SOURCE DOCUMENT >>
"""

Op-ed by Ellie Hollander and Bob Blancato, published in The Hill on January 20, 2024.
Most of us just wrapped up another holiday season, enjoying friends, family, festivities and time off. Yet, there was little to celebrate for too many older adults, as hunger takes no breaks. And unless Congress acts early in 2024, this hardship will continue.
As it stands now, 12 million older adults worry about having enough food, and one in three Meals on Wheels programs has a waitlist with seniors waiting an average of three months for vital meals. Funding levels are failing to keep pace with inflation and the increased demand of an ever-growing senior population. Congress must begin addressing senior hunger by recognizing the value of the Older Americans Act (OAA) Nutrition Program, the best-known example of which is Meals on Wheels. These community-based programs provide lifesaving services to seniors across the country, and the best way to support them is to fund the OAA adequately.
For more than 50 years, OAA nutrition programs have been the gold standard of a successful public-private partnership, having a positive impact on critical social drivers of health: adequate nutrition and social connection. These programs improve the lives of millions of older adults and allow them to remain independent in the comfort of their own homes and out of far more costly health care settings. These programs are an investment in health promotion and chronic illness management. They are an investment in alleviating social isolation and loneliness. And they are an investment in health care cost reduction. They can provide one year of home-delivered meals for roughly the same cost as ten days in a nursing home or one day in a hospital, saving taxpayer dollars on Medicare and Medicaid.
Congress recognized these programs’ value during the pandemic by passing four emergency bills that nearly doubled federal funding to quickly respond to a problem that existed before COVID-19 exacerbated it. New data expected from the Administration for Community Living, the federal agency which runs the Older Americans Act, will demonstrate the dramatic increase in the number of seniors served due to pandemic funding. Even today, the number of seniors benefiting from programs like Meals on Wheels far exceeds pre-pandemic levels. However, emergency funding has dried up, and programs are struggling more than ever to make ends meet. In a recent survey, 97 percent of responding senior nutrition programs reported needing increased funding to keep up with inflation.
The reality is that the loss of the pandemic-era funding levels has led to a hunger cliff. Yet, it does not have to be this way. Our organizations are asking Congress for $1.284 billion in federal funding for the OAA Nutrition Program. We also urge the president to include the OAA Nutrition Program in any supplemental funding request. These essential programs and the seniors they serve face as serious an emergency as any other domestic program.
It is rare to have the opportunity to invest in programs that have withstood the test of time and continue to deliver on their initial promise. That’s why we make this appeal on behalf of the millions of older adults who rely on Meals on Wheels as a lifeline to prevent hunger and malnutrition. It’s time for senior hunger to take a holiday.
Ellie Hollander is president and CEO of Meals on Wheels America. Bob Blancato is the executive director of the National Association of Nutrition and Aging Services Programs.

"""

DATASET CONTENT >>
"""

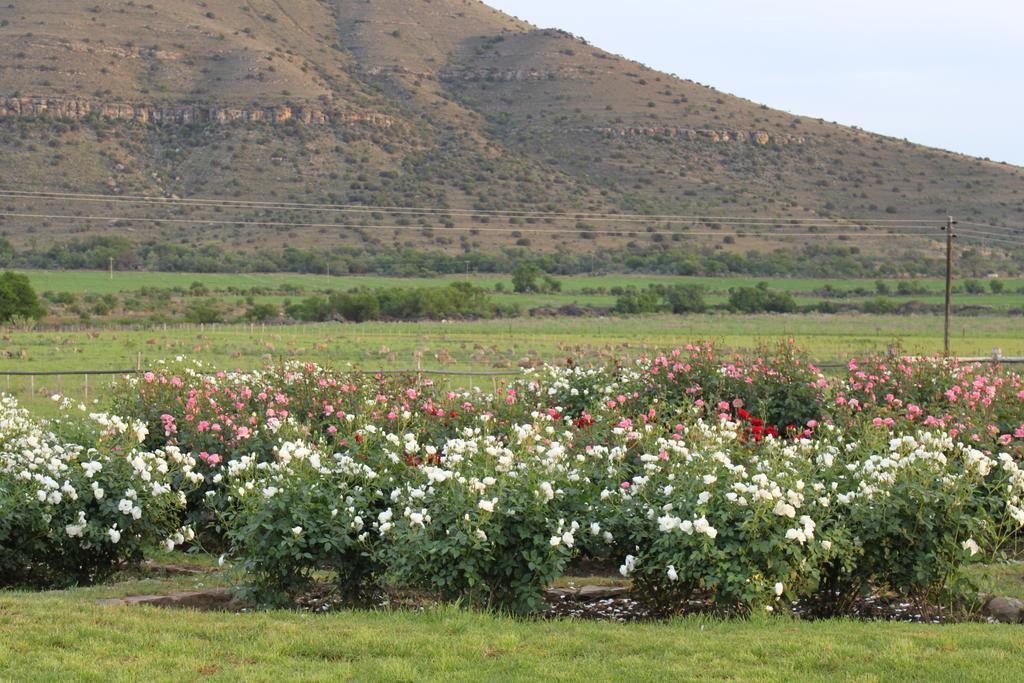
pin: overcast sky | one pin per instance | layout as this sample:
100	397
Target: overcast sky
937	72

"""

WHAT TO WORK ON >>
1 > Copy out the part of the op-ed on senior hunger that opens with the words containing "The reality is" and closes with "other domestic program.".
2 > Turn the paragraph of the op-ed on senior hunger beginning "Congress recognized these programs’ value" into a short bulleted list that keeps its main facts.
3 > Summarize the op-ed on senior hunger in two sentences.
The lines that come after the op-ed on senior hunger are separate material.

RESPONSES PER TASK >>
1 >
The reality is that the loss of the pandemic-era funding levels has led to a hunger cliff. Yet, it does not have to be this way. Our organizations are asking Congress for $1.284 billion in federal funding for the OAA Nutrition Program. We also urge the president to include the OAA Nutrition Program in any supplemental funding request. These essential programs and the seniors they serve face as serious an emergency as any other domestic program.

2 >
- During the pandemic, Congress passed four emergency bills that nearly doubled federal funding for these programs, responding to a problem that existed before COVID-19 made it worse.
- New data expected from the Administration for Community Living will show a dramatic rise in the number of seniors served because of that funding.
- The number of seniors served by programs like Meals on Wheels is still far above pre-pandemic levels.
- Emergency funding has run out, and programs are struggling more than ever.
- In a recent survey, 97 percent of responding senior nutrition programs said they need more funding to keep up with inflation.

3 > With 12 million older adults worried about having enough food and one in three Meals on Wheels programs keeping a waitlist, the writers argue that funding is not keeping pace with inflation and rising demand, especially now that pandemic-era emergency funding has dried up. They ask Congress for $1.284 billion for the Older Americans Act Nutrition Program and urge the president to include it in any supplemental funding request, citing its value in keeping seniors independent and reducing health care costs.